## Aufgabenstellung a
Beantworten Sie anhand des Lesetextes:
(i) In welchem Jahr erschien „Zeit der Ernte“ in den USA?
(ii) Zu wie vielen Jahren Gefängnis wurde Art Gomez verurteilt?
(iii) Wie heißt die Frau von Hackberry Holland?

JAMES LEE BURKE - Zeit der Ernte
- ein Gewalt- und Alkoholexzess aus Wüste, Hitze, Schweiß und Staub -
Mit seiner Reihe um den alternden, aber durchsetzungsstarken Anwalt und Korea-Kriegsveteran Hackberry Holland, hat der, 1936 in Louisiana geborene Autor James Lee Burke, direkt ins geschundene Herz des amerikanischen Traums gestochen. Obschon "Zeit der Ernte", der erste Teil der raubeinigen Krimi-Thriller Reihe, erst am 28.08.2017 über Heyne Hardcore auf dem deutschen Markt veröffentlicht wurde, also lange nach den Folgeromanen, erschien dieser Roman bereits im Jahre 1971 in den USA. Auf 384 Seiten erzählt Schriftsteller Burke die Geschichte des mexikanischstämmigen Landarbeiters Art Gomez, der gemeinsam mit dem Texaner Hackberry Holland im Vietnam Krieg gedient hat. Als der Anwalt und aussichtsreiche Kandidat der Demokraten für den Kongress Hackberry Holland Post von seinem alten Freund und Kriegskameraden erhält, erfährt er, dass Art bei einem Streik in Schwierigkeiten geraten sei und daraufhin wegen einer Rangelei in einer Streikpostenkette zu fünf Jahren Gefängnis verurteilt wurde. Grobschlächtig und unnahbar, wie sich Hackberry Holland nun mal gibt, kann er das natürlich nicht auf sich sitzen lassen und fährt kurzerhand in Valley, um dem Mexikaner anwaltlichen Beistand zu leisten.
Hackberry träumt von den entsetzlichen Erlebnissen seiner Kriegsgefangenschaft, die ihn immer wieder einholen und aus der Bahn werfen. Verfolgt von diesen traumatischen Ereignissen frönt der, im ersten Teil noch als Unsympath dargestellte, fast zwei Meter große Anwalt Hackberry Holland dem Alkohol, fühlt sich von der käuflichen Liebe magisch angezogen und ist ein Ekel zu seiner Frau Verisa. Sperrig, alkoholisiert und dadurch mental verkrüppelt, wie Hackberry über sich selber sagt, betreiben er und seine sogenannten Freunde Wahlkampf inklusive Klinkenputzen und Partys auf seine ganz eigene Weise. Der Anwalt lässt dabei keine Situation ungenutzt, sich zu betrinken und wie ein flegelhafter Rüpel zu benehmen. Die Story, die irgendwo in den 70er Jahren des letzten Jahrhunderts angesiedelt ist, schmeckt also permanent nach Whiskey, Bier, Wüste, Gewalt, Hitze, Schweiß und Staub. Es ist eine durchaus intelligente, aber geistig keineswegs hochtrabende Sprache, derer sich Burke bemächtigt. Die Romane des Autors sind zwar generell nichts für Zartbesaitete, dennoch fühlt man sich in seiner Sprache sogleich zu Hause.

## Entnommenes Material
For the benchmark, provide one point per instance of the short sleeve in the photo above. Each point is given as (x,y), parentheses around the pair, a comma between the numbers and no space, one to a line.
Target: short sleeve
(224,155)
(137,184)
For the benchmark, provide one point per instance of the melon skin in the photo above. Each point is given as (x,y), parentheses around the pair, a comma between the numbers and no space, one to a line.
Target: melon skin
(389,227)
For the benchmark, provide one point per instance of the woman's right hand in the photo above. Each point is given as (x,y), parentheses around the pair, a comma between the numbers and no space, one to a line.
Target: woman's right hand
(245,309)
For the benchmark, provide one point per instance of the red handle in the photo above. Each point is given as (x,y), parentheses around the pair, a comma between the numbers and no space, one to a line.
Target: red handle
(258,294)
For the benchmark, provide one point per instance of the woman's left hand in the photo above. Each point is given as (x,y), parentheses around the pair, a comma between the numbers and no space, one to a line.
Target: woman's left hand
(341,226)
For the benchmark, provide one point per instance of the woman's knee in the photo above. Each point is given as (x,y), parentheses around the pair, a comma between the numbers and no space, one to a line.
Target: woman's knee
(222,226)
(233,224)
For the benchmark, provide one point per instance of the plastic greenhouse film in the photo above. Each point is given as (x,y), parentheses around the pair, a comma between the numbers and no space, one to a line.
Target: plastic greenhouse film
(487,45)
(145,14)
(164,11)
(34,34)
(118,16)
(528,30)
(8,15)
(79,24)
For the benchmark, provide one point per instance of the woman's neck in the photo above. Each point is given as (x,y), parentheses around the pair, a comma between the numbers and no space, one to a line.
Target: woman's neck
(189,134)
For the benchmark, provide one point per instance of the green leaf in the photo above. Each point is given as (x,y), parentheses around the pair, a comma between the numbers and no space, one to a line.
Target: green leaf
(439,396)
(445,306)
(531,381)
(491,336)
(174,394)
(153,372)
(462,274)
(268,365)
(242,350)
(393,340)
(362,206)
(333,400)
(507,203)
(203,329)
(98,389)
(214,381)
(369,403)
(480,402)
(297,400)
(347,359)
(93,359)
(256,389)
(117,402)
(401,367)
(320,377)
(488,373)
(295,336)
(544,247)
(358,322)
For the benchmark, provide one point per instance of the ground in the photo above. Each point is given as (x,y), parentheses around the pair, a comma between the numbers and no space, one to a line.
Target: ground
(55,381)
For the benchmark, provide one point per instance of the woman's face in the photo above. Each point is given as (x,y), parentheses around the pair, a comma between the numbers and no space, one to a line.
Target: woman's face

## Aufgabenstellung b
Ersetzen Sie in den Datensätzen von der Zeile mit „the woman's face“ bis einschließlich zum Ende der Datensätze „woman's face“ durch „child's face“. Geben Sie nur diese Zeilen wieder und lassen Sie alles andere unverändert.

## Schriftliche Antwort a
(i) 1971
(ii) Zu fünf Jahren
(iii) Verisa

## Schriftliche Antwort b
For the benchmark, provide one point per instance of the child's face in the photo above. Each point is given as (x,y), parentheses around the pair, a comma between the numbers and no space, one to a line.
Target: child's face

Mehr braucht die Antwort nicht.